What is required – Write the listing out again, all of it, word for word.

==== Input rows ====

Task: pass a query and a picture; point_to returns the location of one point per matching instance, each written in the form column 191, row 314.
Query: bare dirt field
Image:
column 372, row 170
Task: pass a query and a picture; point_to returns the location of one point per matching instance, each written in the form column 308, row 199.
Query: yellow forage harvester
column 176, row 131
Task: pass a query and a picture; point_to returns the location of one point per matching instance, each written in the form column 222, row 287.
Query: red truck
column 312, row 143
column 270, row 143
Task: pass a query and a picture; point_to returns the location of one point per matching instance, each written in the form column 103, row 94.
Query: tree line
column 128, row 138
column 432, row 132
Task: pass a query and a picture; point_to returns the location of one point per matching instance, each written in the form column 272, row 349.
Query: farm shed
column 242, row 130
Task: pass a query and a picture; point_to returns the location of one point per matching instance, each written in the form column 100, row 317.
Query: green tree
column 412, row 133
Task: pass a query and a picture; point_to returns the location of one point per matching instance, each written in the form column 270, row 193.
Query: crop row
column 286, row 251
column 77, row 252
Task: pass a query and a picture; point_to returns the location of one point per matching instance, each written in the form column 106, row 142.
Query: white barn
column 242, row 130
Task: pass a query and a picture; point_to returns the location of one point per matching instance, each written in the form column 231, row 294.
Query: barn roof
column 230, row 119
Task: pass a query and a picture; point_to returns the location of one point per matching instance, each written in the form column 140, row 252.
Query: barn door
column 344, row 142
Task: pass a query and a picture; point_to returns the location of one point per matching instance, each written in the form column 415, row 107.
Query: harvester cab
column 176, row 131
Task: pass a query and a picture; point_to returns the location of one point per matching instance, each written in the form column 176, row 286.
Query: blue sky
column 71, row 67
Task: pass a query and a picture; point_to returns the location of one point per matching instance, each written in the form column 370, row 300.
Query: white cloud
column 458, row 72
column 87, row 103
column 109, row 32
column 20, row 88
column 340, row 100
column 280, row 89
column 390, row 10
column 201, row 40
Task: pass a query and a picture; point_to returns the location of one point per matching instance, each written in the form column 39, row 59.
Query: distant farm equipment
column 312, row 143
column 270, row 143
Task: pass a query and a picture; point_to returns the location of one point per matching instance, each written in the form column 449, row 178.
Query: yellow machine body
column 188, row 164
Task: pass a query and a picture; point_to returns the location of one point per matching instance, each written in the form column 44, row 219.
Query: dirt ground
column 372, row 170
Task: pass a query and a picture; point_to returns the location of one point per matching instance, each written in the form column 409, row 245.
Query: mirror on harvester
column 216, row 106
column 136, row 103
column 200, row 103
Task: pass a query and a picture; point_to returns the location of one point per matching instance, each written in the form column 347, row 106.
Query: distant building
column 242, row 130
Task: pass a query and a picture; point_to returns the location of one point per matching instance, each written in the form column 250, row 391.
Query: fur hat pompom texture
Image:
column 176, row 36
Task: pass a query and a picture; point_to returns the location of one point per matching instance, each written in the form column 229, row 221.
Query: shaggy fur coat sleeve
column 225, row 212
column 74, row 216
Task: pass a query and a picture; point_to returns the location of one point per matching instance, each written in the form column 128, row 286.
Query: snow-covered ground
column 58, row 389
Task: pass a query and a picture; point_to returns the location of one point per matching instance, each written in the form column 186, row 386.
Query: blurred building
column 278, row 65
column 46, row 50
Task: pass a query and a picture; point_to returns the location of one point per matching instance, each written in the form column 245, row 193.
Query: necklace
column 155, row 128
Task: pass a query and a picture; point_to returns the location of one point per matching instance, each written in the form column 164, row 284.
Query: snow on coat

====

Answer to this task –
Task: pass a query and a picture; point_to returns the location of one point per matching instance, each written in the form column 191, row 314.
Query: bare dirt field
Image:
column 372, row 170
Task: pass a query and a picture; point_to returns the location of one point per matching instance, each written in the form column 308, row 199.
Query: yellow forage harvester
column 176, row 131
Task: pass a query and a picture; point_to returns the location of one point per matching instance, each written in the form column 222, row 287.
Query: red truck
column 312, row 143
column 270, row 143
Task: pass a query and a picture; point_to returns the location of one point per matching instance, each written in the form column 103, row 94.
Query: tree line
column 128, row 138
column 432, row 132
Task: pass a query and a picture; point_to returns the location of one point per matching instance, each written in the form column 272, row 349.
Query: farm shed
column 242, row 130
Task: pass a query and a picture; point_to returns the location of one point per matching instance, each written in the form column 100, row 317.
Query: green tree
column 412, row 133
Task: pass a query and a picture; point_to returns the location of one point per matching instance, each written in the form column 270, row 193.
Query: crop row
column 286, row 251
column 77, row 252
Task: pass a query and a picture; point_to returns the location of one point per matching instance, each written in the form column 106, row 142.
Query: white barn
column 242, row 130
Task: pass a query and a picture; point_to returns the location of one point per matching instance, each written in the form column 231, row 294.
Query: barn roof
column 230, row 119
Task: pass a query and a picture; point_to returns the location of one point per matching instance, each written in the form column 140, row 252.
Query: barn door
column 344, row 142
Task: pass a query and a picture; point_to returns the location of one point per matching instance, each written in the form column 415, row 107.
Query: harvester cab
column 176, row 131
Task: pass a query and a picture; point_to returns the location of one point per matching instance, each written in the form column 176, row 286.
Query: blue sky
column 71, row 67
Task: pass a query and a picture; point_to returns the location of one point per matching instance, each written in the form column 370, row 300.
Query: white cloud
column 458, row 72
column 87, row 103
column 109, row 32
column 20, row 88
column 340, row 100
column 280, row 89
column 390, row 10
column 201, row 40
Task: pass a query and a picture; point_to returns the location of one point per matching instance, each written in the form column 39, row 59.
Query: distant farm equipment
column 312, row 143
column 270, row 143
Task: pass a query and a picture; point_to returns the location of one point per matching instance, each written in the form column 449, row 178.
Query: yellow machine body
column 188, row 164
Task: pass a query and a picture; point_to returns the location of one point per matching instance, each written in the form column 44, row 219.
Query: dirt ground
column 372, row 170
Task: pass a query and a picture; point_to returns the location of one point per matching instance, each written in the form column 409, row 245.
Query: mirror on harvester
column 216, row 106
column 136, row 103
column 200, row 103
Task: pass a query and a picture; point_to returns the location of one point per matching instance, each written in the form column 347, row 106.
Query: distant building
column 242, row 130
Task: pass a query and a picture; point_to returns the location of one point per matching instance, each written in the form column 250, row 391.
Query: fur hat pompom texture
Image:
column 176, row 36
Task: pass a query and a picture; point_to returns the location of one point per matching instance, each written in the form column 229, row 221.
Query: shaggy fur coat sleeve
column 225, row 212
column 74, row 216
Task: pass a query and a picture; point_to returns the location of one point per matching instance, each written in the form column 128, row 286.
Query: snow-covered ground
column 58, row 389
Task: pass a query and a picture; point_to returns the location of one point per matching instance, each written in the form column 186, row 386.
Query: blurred building
column 278, row 65
column 46, row 50
Task: pass a query and a picture; point_to returns the location of one point per matching instance, each written in the form column 245, row 193.
Query: necklace
column 155, row 128
Task: pass a query and a picture; point_to returns the location of one point per matching instance, each written in the form column 164, row 284.
Query: snow on coat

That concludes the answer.